# Happy New YEar



## Graffogefarms (Oct 11, 2007)

Well its about 9.25pm here in Ireland, thought I would take few minutes to wish everyone a fantastic, happy, healthy and a 2008 filled with goodness, cheer and good wishes for all !


----------



## PACE (Oct 8, 2007)

Happy NEW YEAR! Wishing everyone a great 2008 :cheers: :jan1: :happynewyear: 

Wow, it's only 6:00 pm here


----------



## fritzie (Oct 6, 2007)

it is only 5:30 here in tn. hope every one has a happy & prosperious new years. every one stay happy & healthy & safe.
:happynewyear:


----------



## oldntimes (Oct 11, 2007)

:fireworks: HAPPY :stars: NEW :stars: YEAR!!! :fireworks:

May everyone have a safe evening. and ALL your 2008 goal get accomplished.....

:cheers:  *TO A DOE YEAR !!!!!!!!!! * :cheers:


----------



## LiddleGoteGurl (Nov 29, 2007)

Yep, 5:30 here, too. Are y'all going to make it till midnight? I am determined to, even though I did get good sleep last night .

Wow, 9:30 in Ireland? That is cool . It is fun to know what time it is in different places of the world.


----------



## LiddleGoteGurl (Nov 29, 2007)

[align=center]Oh, and....

HAPPY NEW YEAR EVERYONE!![/align]

 :thumb: :lol: :balloons: :cheers: :wahoo: :bday: :rainbow: 
:clap: :fireworks: :fireworks: :girl: :girl: :girl: :jan1: :cheers:


----------



## PACE (Oct 8, 2007)

I bet it's around 10:00 there now lol


----------



## enjoytheride (Oct 5, 2007)

__________

• [List of tasks]
**A.** Translate this sentence from the New Year thread above into Spanish: "It is fun to know what time it is in different places of the world."
**B.** Answer these questions from the New Year thread above:
(i) What country is Graffogefarms posting from?
(ii) What time does PACE give in PACE's first post?
(iii) What is LiddleGoteGurl determined to do?
**C.** Summarize the New Year thread above in two sentences.

• [Provided data]

__________

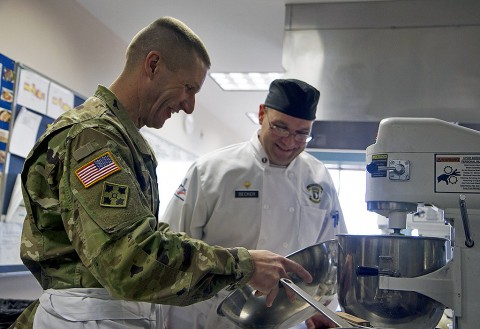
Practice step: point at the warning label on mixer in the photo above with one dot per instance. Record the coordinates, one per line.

__________

• [The results]
**A.** Es divertido saber qué hora es en distintos lugares del mundo.

**B.**
(i) Ireland
(ii) 6:00 pm
(iii) Make it till midnight

**C.** Posters in the thread wish everyone a happy, healthy and safe 2008. They also compare their local times, from about 9:25 pm in Ireland to 5:30 and 6:00 pm elsewhere, and one poster is determined to stay up until midnight.